Every line in the entries that holds "shirt" should be identified and copied.

▸ MATERIAL SUPPLIED:

________________________

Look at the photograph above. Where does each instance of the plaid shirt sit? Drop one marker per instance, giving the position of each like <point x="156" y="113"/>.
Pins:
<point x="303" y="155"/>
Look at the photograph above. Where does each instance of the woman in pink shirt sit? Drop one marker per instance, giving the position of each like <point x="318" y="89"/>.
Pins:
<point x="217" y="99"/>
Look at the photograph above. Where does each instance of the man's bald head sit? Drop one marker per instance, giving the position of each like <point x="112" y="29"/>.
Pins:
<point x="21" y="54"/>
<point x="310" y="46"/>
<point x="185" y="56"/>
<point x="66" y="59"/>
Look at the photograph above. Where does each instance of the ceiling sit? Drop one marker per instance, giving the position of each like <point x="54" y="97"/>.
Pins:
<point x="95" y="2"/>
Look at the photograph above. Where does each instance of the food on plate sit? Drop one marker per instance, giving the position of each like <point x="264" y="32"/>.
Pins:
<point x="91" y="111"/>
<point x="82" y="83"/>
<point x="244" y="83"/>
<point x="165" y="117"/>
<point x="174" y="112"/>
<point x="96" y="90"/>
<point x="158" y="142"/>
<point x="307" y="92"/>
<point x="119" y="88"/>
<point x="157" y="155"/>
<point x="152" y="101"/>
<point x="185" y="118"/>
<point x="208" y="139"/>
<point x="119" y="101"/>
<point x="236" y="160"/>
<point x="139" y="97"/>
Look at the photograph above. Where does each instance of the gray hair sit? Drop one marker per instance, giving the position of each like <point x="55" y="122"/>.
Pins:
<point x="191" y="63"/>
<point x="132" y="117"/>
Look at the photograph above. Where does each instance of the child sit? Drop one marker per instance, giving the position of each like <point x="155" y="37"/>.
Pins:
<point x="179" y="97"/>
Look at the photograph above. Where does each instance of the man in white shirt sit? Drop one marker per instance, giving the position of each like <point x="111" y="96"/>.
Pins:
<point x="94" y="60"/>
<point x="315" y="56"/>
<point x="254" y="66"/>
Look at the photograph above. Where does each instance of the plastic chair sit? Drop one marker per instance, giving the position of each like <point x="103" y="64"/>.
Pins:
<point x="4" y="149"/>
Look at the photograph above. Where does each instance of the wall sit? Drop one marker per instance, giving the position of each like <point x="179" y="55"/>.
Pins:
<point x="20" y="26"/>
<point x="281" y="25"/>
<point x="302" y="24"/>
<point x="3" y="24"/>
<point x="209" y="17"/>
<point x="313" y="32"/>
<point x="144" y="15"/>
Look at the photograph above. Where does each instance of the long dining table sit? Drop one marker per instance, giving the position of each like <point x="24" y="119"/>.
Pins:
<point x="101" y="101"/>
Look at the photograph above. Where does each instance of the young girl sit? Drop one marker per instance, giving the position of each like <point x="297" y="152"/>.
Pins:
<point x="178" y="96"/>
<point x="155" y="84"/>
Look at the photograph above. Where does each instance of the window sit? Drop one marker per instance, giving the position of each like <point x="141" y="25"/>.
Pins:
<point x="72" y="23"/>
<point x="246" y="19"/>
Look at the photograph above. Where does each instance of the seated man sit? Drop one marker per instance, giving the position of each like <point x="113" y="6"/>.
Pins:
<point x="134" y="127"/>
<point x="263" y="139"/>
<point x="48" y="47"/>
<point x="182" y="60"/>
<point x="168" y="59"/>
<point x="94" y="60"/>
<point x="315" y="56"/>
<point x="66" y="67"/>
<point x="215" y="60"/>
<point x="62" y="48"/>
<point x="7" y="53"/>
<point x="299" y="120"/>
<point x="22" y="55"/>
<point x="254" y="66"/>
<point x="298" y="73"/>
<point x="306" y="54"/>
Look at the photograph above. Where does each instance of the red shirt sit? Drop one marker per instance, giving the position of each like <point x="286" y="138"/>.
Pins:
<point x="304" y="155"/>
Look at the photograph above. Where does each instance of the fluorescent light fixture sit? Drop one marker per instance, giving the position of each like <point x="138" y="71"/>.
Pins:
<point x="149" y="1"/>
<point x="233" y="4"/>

________________________

▸ SOLUTION TO THIS PROBLEM:
Look at the photograph above. Where does each instance of the plaid shirt sit? Drop one marker per instance, giving the position of each like <point x="156" y="113"/>.
Look at the photograph above. Where does each instance of the woman in pink shirt sit? Drop one marker per instance, giving the position of each like <point x="318" y="89"/>.
Look at the photograph above. Where does each instance of the man in white shirt sit? Drop one marker per instance, giving the position of each like <point x="111" y="96"/>.
Look at the photograph above. Where does each instance of the red shirt sit? Drop one marker per instance, giving the position of each like <point x="286" y="138"/>.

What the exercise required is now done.